Document section

********************

If it is a major flaw, then I would strongly counsel him away from it. It will dominate the story. Ars Majica is a setting where magi interact with the unusual. The problem he will get his covenant in due to cleansing undesirables will be high.

A minor flaw, he can be talked down by his coven buddies, sneak behind their back and do an occasional cleansing, etc.

I will put the onus on the player to explain how it affects his daily activities and interaction. Prompt him with some questions like: how did you spent your apprenticeship with such behaviour ? How people perceive you ? How do you treat grogs ? How can people earn your trust or change your opinion about themselves?

Often player pick up a flaw and leave the ST to handle it. Push back by asking how did he lived all those years with such flaw? How many “incidents” and “cover ups” ? Was it encourage by his master or was he horrified and wanted to get rid of this trouble-making apprentice ?

It will make the player think about his character’s behaviour and why people would accept to associate with such fanatic. He might have to rethink his approach and refine it. By default, one cannot reject a player, but a character that is insufferable? why would other PCs accept to have such trouble magnet / killing monster amongst them ? If he is hiding his flaw to be accepted within a covenant, how does he do that ? when can he not hold anymore and torch his neighbour ?

********************

Extracted records
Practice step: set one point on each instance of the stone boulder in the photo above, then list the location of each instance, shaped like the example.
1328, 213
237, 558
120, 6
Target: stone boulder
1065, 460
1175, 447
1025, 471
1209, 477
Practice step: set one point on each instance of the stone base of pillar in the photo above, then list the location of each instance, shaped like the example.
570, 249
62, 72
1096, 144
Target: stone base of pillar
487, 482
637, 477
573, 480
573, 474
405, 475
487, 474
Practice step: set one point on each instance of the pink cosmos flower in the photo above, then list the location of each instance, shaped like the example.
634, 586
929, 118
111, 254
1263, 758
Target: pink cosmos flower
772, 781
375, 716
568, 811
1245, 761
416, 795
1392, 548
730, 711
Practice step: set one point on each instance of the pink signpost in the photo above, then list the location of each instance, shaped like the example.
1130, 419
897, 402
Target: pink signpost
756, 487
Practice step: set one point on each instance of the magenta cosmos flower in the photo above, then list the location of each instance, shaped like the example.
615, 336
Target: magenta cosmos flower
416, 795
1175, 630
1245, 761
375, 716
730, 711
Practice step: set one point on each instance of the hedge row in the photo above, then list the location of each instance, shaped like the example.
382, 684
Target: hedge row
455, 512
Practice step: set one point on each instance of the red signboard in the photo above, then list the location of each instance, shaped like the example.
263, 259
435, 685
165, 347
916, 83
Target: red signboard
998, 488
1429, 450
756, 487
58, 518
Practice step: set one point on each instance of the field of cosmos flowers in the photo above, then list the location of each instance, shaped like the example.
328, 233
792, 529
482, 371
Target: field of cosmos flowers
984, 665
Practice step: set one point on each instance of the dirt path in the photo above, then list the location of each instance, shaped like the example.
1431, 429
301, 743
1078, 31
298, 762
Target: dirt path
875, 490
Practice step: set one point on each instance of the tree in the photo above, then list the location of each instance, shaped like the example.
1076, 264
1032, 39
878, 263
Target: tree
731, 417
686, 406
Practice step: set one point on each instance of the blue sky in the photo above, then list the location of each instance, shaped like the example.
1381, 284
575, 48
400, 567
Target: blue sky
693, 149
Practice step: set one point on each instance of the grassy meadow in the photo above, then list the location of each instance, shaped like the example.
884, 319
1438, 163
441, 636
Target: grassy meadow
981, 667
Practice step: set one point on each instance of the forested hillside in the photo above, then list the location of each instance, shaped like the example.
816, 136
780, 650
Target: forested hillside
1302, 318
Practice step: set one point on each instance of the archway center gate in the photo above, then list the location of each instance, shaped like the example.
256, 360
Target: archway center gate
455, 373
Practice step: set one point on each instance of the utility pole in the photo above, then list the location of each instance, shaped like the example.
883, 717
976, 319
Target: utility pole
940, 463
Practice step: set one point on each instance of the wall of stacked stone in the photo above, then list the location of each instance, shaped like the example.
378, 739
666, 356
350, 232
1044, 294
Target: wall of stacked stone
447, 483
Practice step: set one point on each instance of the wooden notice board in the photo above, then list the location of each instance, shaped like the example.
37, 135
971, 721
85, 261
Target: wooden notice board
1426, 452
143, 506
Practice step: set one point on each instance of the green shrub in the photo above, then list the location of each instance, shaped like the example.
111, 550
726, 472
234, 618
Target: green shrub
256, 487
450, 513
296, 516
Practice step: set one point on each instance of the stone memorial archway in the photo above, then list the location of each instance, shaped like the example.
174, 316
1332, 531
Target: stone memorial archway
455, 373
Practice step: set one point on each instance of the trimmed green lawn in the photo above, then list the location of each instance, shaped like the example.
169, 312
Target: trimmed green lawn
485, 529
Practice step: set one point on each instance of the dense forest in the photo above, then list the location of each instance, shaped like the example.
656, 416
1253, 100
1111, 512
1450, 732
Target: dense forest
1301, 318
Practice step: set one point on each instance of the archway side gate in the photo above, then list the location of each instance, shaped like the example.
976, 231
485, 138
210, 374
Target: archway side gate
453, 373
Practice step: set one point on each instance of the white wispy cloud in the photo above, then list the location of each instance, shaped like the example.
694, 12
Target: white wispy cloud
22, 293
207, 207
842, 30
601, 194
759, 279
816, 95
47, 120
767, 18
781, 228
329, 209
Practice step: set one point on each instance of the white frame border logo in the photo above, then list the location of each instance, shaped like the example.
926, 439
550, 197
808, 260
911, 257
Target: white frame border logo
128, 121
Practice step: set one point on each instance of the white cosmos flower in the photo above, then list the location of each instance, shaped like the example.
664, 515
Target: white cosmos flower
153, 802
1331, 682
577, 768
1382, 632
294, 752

********************

To-do list
A – How would you translate this sentence from the passage on character flaws into Spanish: "I will put the onus on the player to explain how it affects his daily activities and interaction."?
B – Can you reproduce the passage on character flaws between "If it is a major" and "opinion about themselves?", inclusive, swapping "flaw" for "drawback"?

Response list
A – Haré que recaiga en el jugador la responsabilidad de explicar cómo afecta a sus actividades diarias y a su interacción.

B –
If it is a major drawback, then I would strongly counsel him away from it. It will dominate the story. Ars Majica is a setting where magi interact with the unusual. The problem he will get his covenant in due to cleansing undesirables will be high.

A minor drawback, he can be talked down by his coven buddies, sneak behind their back and do an occasional cleansing, etc.

I will put the onus on the player to explain how it affects his daily activities and interaction. Prompt him with some questions like: how did you spent your apprenticeship with such behaviour ? How people perceive you ? How do you treat grogs ? How can people earn your trust or change your opinion about themselves?